──────── Data rows

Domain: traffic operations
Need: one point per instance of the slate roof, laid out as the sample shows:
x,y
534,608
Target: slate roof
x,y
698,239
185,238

────────────────

Short task:
Reproduce the data above with every occurrence of "slate roof" renamed to "tile roof", changing nothing else.

Solved exercise:
Domain: traffic operations
Need: one point per instance of the tile roof, laid out as the sample shows:
x,y
534,608
Target: tile roof
x,y
698,239
185,238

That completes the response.